Lay out the lines below as a JSON list of strings, one string per line, leaving out any blank lines.

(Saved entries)
— begin —

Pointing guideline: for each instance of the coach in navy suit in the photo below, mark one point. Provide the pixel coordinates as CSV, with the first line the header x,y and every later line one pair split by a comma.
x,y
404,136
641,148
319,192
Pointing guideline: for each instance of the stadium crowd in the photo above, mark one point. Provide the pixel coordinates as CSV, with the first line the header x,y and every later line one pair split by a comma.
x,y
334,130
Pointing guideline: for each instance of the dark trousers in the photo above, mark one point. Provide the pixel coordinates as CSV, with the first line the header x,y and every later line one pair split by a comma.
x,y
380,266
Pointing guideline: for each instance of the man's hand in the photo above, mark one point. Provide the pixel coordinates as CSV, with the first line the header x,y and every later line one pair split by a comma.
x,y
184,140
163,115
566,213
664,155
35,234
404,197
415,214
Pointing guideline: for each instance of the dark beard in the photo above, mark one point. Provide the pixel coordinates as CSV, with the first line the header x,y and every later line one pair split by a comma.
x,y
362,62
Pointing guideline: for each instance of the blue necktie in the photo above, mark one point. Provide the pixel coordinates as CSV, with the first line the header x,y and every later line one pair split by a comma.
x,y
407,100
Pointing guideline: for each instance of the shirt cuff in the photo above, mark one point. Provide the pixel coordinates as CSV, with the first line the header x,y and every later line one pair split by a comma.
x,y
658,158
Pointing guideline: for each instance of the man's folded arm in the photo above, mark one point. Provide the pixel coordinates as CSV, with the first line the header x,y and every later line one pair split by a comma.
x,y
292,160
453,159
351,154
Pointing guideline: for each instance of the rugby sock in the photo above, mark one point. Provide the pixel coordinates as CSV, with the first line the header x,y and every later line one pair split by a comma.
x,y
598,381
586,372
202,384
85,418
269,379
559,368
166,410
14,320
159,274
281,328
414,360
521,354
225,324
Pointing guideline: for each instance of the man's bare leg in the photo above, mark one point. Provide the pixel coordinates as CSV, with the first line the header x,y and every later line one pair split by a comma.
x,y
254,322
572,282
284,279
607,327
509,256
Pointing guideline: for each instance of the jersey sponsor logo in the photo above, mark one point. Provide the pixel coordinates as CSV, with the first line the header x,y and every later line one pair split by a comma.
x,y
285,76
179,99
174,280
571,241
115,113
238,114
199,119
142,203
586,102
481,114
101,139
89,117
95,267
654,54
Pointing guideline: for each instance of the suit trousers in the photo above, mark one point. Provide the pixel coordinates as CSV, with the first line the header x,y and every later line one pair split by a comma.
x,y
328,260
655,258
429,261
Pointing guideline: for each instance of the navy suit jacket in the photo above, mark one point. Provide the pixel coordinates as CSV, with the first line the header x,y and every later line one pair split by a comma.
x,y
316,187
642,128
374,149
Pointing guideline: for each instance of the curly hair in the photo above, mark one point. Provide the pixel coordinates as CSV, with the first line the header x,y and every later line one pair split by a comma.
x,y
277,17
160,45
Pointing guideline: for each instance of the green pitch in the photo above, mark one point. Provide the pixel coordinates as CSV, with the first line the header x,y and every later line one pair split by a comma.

— end —

» Answer for this exercise:
[
  "Pointing guideline: for each instance of the coach in navy suit in the photo below, mark one point. Provide the pixel coordinates as CSV, with the first line the header x,y and every later line one pair split by a comma.",
  "x,y",
  "404,136",
  "641,148",
  "319,192",
  "Pointing guideline: for each instance of the stadium crowd in the photo above, mark one point. Provide the pixel coordinates as CSV, with the first line the header x,y and every later line one pair split by a comma.",
  "x,y",
  "334,130",
  "Pointing guideline: for each instance of the dark trousers in the photo above, mark one point. Provide the pixel coordinates as CSV, with the first line the header x,y and every later line one pair split by a comma.",
  "x,y",
  "380,266",
  "Pointing guideline: for each instance of the man's hand in the photo above, mark one point. Provide the pixel coordinates as CSV, with the first line the header x,y and every later line one pair split by a comma.",
  "x,y",
  "184,140",
  "163,115",
  "566,213",
  "664,155",
  "35,234",
  "404,197",
  "415,214",
  "Pointing guideline: for each instance of the dark beard in the photo above, mark one point. Provide the pixel coordinates as CSV, with the first line the header x,y and every later line one pair split by a comma.",
  "x,y",
  "362,62",
  "Pointing guideline: for each instance of the blue necktie in the photo above, mark one point. Provide the pixel coordinates as CSV, with the first line the header x,y and every later line one pair split by a comma.",
  "x,y",
  "407,100",
  "Pointing guideline: for each instance of the shirt cuff in the photo above, mark one point. Provide the pixel coordinates as CSV, with the first line the header x,y and every later line one pair split by a comma.",
  "x,y",
  "658,158",
  "Pointing guideline: for each instance of the man's folded arm in the photo above, mark one point. Provide the pixel coordinates as CSV, with the first line the header x,y and every later line one pair split by a comma.",
  "x,y",
  "292,160",
  "453,159",
  "351,154",
  "Pointing guideline: for each instance of the rugby sock in the photo above, mark one point. Provide the pixel coordinates as CSV, with the first line the header x,y and every later line one pair split by a comma.",
  "x,y",
  "598,381",
  "586,372",
  "202,384",
  "85,418",
  "269,379",
  "559,368",
  "166,410",
  "14,320",
  "159,274",
  "281,328",
  "414,360",
  "521,354",
  "225,324",
  "Pointing guideline: for each instance of the man's bare leg in the photo above, mark one point. Provide the pixel coordinates as CSV, with the first line the header x,y and every later line one pair split by a comma.",
  "x,y",
  "254,322",
  "572,282",
  "284,279",
  "607,327",
  "509,256",
  "Pointing guideline: for each instance of the jersey sponsor logo in the photo above, mark one point. Provide the pixel coordinates as CSV, with the first line the header x,y and every later line one pair split by a comma.",
  "x,y",
  "285,76",
  "179,99",
  "174,280",
  "571,241",
  "115,113",
  "238,114",
  "199,119",
  "142,203",
  "586,102",
  "481,114",
  "101,139",
  "89,117",
  "95,267",
  "654,54",
  "Pointing guideline: for each instance of the suit trousers in the photo above, mark one point. Provide the pixel coordinates as CSV, with the first line the header x,y and every later line one pair split by a comma.",
  "x,y",
  "328,260",
  "655,258",
  "429,261",
  "Pointing guideline: for each instance of the navy suit jacket in the photo above, mark one point. Provide the pixel coordinates as CSV, with the first line the header x,y and every later line one pair split by a comma.",
  "x,y",
  "316,187",
  "642,128",
  "374,149",
  "Pointing guideline: for each instance of the curly hair in the photo above, mark one point. Provide the pixel coordinates as CSV, with the first line the header x,y and every later line one pair split by a comma.",
  "x,y",
  "277,17",
  "160,45",
  "Pointing guideline: for each instance of the green pitch in the photo above, mark one point. Provide the pixel coordinates as CSV, with the first line the header x,y and every later line one pair split by a comma."
]